▸ INPUT:
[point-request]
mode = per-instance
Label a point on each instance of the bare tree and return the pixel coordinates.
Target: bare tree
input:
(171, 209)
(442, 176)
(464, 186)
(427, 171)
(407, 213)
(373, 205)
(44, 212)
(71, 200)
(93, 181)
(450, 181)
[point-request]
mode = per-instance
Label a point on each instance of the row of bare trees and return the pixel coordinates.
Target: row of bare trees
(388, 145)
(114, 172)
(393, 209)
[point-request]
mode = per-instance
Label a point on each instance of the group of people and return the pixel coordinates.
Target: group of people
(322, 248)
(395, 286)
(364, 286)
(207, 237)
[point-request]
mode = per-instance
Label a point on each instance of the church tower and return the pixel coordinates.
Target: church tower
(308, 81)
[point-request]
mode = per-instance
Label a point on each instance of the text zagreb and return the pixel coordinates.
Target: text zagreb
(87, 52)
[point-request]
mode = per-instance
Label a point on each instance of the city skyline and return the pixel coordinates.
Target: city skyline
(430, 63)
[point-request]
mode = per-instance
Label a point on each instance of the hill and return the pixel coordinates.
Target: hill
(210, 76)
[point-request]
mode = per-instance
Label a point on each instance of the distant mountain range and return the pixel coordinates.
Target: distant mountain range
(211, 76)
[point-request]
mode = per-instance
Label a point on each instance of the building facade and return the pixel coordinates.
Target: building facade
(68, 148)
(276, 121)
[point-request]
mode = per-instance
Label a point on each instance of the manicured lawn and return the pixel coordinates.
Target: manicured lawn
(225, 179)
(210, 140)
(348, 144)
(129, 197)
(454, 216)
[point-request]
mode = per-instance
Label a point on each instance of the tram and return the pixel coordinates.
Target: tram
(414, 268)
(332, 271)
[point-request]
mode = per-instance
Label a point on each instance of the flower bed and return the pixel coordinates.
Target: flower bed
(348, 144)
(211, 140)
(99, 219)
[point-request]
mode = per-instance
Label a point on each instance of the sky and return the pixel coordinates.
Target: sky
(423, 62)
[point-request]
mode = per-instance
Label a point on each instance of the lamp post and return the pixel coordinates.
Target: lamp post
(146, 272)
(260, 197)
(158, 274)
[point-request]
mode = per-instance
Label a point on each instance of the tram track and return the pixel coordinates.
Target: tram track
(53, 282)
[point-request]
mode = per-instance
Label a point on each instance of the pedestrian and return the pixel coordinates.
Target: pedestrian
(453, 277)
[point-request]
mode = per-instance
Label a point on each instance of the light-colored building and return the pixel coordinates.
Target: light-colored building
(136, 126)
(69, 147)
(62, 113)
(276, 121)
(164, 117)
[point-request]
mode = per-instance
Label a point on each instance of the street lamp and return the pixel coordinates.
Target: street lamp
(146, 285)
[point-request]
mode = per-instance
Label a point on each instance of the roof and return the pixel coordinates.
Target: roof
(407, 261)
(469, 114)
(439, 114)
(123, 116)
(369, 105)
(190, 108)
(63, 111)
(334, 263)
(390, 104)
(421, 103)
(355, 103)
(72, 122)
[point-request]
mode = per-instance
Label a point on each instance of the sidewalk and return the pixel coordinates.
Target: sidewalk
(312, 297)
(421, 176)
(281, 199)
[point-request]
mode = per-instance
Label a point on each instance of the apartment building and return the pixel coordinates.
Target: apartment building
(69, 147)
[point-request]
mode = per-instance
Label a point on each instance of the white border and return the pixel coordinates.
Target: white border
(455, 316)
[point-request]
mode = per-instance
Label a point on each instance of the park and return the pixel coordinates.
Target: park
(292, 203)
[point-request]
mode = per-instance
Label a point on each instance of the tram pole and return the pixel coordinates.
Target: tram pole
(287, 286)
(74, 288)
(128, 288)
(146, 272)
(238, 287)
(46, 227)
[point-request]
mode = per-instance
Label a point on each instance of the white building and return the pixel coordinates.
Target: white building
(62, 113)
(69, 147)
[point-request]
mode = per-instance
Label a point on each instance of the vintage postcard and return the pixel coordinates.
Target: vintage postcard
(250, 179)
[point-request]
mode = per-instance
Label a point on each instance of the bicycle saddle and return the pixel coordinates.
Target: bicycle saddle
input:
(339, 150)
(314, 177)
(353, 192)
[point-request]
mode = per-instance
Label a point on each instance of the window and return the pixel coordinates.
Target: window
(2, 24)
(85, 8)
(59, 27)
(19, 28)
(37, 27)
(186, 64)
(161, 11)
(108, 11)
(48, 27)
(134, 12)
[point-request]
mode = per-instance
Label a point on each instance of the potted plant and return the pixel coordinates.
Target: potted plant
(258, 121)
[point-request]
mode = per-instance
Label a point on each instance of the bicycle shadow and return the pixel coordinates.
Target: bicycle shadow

▸ EXERCISE: Work through the records above. Copy every line with the string "bicycle".

▸ TASK SOLUTION:
Label a point on each instance of the bicycle saddle and return the pixel coordinates.
Target: bicycle saddle
Label a point on each instance of the bicycle shadow and return the pixel coordinates.
Target: bicycle shadow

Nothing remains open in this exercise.